## TASK TO CARRY OUT
All of the data that follows should be written out exactly.

(Stored data)
· · ·

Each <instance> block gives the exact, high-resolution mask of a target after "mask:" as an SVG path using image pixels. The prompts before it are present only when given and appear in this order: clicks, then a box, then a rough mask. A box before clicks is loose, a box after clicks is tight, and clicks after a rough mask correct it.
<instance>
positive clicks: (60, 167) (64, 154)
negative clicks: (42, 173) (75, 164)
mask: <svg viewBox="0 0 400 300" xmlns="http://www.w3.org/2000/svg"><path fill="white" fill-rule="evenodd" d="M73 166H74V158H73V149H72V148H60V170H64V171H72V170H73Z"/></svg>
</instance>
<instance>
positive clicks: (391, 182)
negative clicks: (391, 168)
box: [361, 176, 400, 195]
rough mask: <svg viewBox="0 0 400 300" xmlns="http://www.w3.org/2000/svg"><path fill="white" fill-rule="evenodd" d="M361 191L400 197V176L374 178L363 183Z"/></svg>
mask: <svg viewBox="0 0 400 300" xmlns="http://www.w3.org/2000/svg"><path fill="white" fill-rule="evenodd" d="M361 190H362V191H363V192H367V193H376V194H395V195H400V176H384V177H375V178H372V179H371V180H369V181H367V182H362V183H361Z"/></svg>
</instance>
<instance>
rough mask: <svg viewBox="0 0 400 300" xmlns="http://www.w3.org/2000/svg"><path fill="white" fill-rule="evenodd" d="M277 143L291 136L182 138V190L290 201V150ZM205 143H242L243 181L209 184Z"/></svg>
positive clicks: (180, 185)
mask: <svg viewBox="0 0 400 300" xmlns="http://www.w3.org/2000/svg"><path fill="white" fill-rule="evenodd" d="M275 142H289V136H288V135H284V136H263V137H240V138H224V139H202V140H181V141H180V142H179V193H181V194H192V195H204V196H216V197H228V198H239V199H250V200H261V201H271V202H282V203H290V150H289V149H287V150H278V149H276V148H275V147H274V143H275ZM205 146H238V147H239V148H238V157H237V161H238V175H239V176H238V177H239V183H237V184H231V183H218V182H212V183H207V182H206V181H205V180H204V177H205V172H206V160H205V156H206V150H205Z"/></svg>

· · ·

## TASK ANSWER
Each <instance> block gives the exact, high-resolution mask of a target after "mask:" as an SVG path using image pixels. The prompts before it are present only when given and appear in this order: clicks, then a box, then a rough mask. A box before clicks is loose, a box after clicks is tight, and clicks after a rough mask correct it.
<instance>
positive clicks: (60, 167) (64, 154)
negative clicks: (42, 173) (75, 164)
mask: <svg viewBox="0 0 400 300" xmlns="http://www.w3.org/2000/svg"><path fill="white" fill-rule="evenodd" d="M73 166H74V158H73V149H72V148H60V170H64V171H72V170H73Z"/></svg>
</instance>
<instance>
positive clicks: (391, 182)
negative clicks: (391, 168)
box: [361, 176, 400, 195]
rough mask: <svg viewBox="0 0 400 300" xmlns="http://www.w3.org/2000/svg"><path fill="white" fill-rule="evenodd" d="M361 191L400 197V176L374 178L363 183Z"/></svg>
mask: <svg viewBox="0 0 400 300" xmlns="http://www.w3.org/2000/svg"><path fill="white" fill-rule="evenodd" d="M361 190H362V191H363V192H367V193H376V194H395V195H400V176H384V177H375V178H372V179H371V180H369V181H367V182H362V183H361Z"/></svg>
</instance>
<instance>
rough mask: <svg viewBox="0 0 400 300" xmlns="http://www.w3.org/2000/svg"><path fill="white" fill-rule="evenodd" d="M277 143L291 136L182 138V190L290 201V150ZM205 143H242L243 181L209 184Z"/></svg>
positive clicks: (180, 185)
mask: <svg viewBox="0 0 400 300" xmlns="http://www.w3.org/2000/svg"><path fill="white" fill-rule="evenodd" d="M275 142H289V136H288V135H284V136H263V137H240V138H224V139H202V140H181V141H180V142H179V193H181V194H192V195H204V196H216V197H228V198H239V199H250V200H261V201H271V202H282V203H290V150H289V149H287V150H278V149H276V148H275V147H274V143H275ZM205 146H238V147H239V148H238V157H237V161H238V175H239V176H238V177H239V183H237V184H231V183H218V182H212V183H207V182H206V181H205V180H204V177H205V172H206V160H205V156H206V150H205Z"/></svg>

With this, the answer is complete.